(Raw records)
::::::::

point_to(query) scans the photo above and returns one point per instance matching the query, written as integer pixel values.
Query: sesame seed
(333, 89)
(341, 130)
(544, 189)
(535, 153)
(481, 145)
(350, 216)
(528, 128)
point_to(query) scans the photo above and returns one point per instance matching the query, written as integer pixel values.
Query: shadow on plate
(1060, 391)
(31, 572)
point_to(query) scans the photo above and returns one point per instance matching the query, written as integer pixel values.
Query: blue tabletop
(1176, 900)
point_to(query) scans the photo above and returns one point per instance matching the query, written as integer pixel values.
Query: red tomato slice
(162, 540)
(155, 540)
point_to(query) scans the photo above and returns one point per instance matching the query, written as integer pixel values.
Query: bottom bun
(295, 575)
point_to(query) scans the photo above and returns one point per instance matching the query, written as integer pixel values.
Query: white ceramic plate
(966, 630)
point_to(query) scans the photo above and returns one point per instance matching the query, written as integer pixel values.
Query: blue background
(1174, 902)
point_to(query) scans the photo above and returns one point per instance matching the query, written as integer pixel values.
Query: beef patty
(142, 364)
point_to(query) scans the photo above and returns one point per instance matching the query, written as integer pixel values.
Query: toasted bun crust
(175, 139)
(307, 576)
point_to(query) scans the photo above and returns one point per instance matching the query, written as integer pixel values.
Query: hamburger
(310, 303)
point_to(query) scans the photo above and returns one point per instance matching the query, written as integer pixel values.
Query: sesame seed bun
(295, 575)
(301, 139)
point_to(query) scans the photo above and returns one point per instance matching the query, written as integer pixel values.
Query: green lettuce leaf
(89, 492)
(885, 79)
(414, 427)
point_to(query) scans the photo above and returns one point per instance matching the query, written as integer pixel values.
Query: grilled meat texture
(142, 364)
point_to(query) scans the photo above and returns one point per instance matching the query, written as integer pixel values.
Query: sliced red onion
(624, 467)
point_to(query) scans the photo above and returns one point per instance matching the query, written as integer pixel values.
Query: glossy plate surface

::::::::

**The problem**
Transcribe every item above line for line, without changing a single character.

**Answer for the task**
point_to(query) scans the photo above and returns one point per instance matching the query, written as integer pixel values.
Query: sesame seed
(333, 89)
(341, 130)
(544, 189)
(535, 153)
(481, 145)
(350, 216)
(528, 128)
point_to(query) scans the photo above and returns one point per instance matching the query, written as integer pixel values.
Query: shadow on plate
(1060, 391)
(31, 572)
point_to(query) scans the photo above and returns one point per instance matching the query, written as integer pixel values.
Query: blue tabletop
(1176, 900)
point_to(query) scans the photo above and returns one point per instance matching the query, written as integer pixel values.
Query: red tomato slice
(162, 540)
(155, 540)
point_to(query) scans the photo above and returns one point per instance matching the query, written as integer pixel values.
Query: bottom bun
(295, 575)
point_to(query) scans the photo above and returns one point per instance matching the query, written as integer pixel values.
Query: white ceramic plate
(966, 630)
point_to(query) scans the photo above and returns one point per instance matching the query, written as integer pixel values.
Query: blue background
(1174, 902)
point_to(query) scans the photo above and returns one point per instance matching the query, written as integer pixel values.
Query: beef patty
(142, 364)
point_to(query) scans the photo above and returns one point per instance matching the query, written as integer pixel values.
Query: toasted bun crust
(175, 139)
(307, 576)
point_to(query) scans the photo above and returns one point per instance matching the query, written as integer pixel values.
Query: hamburger
(310, 303)
point_to(query) scans the photo above and returns one point per instance matching the query, written as integer pixel values.
Query: sesame seed bun
(295, 575)
(301, 139)
point_to(query) scans the photo above and returns one point per instance matching the query, written as integer pixel values.
Query: green lettuce leaf
(89, 492)
(885, 79)
(414, 427)
point_to(query) scans the photo above and returns one point per instance matching the query, written as integer pixel values.
Query: grilled meat texture
(142, 364)
point_to(query) scans the photo above and returns one point per instance matching the query, written as integer pixel values.
Query: sliced red onion
(624, 467)
point_to(query) scans the photo above and returns one point per instance matching the query, written as integer pixel values.
Query: glossy plate surface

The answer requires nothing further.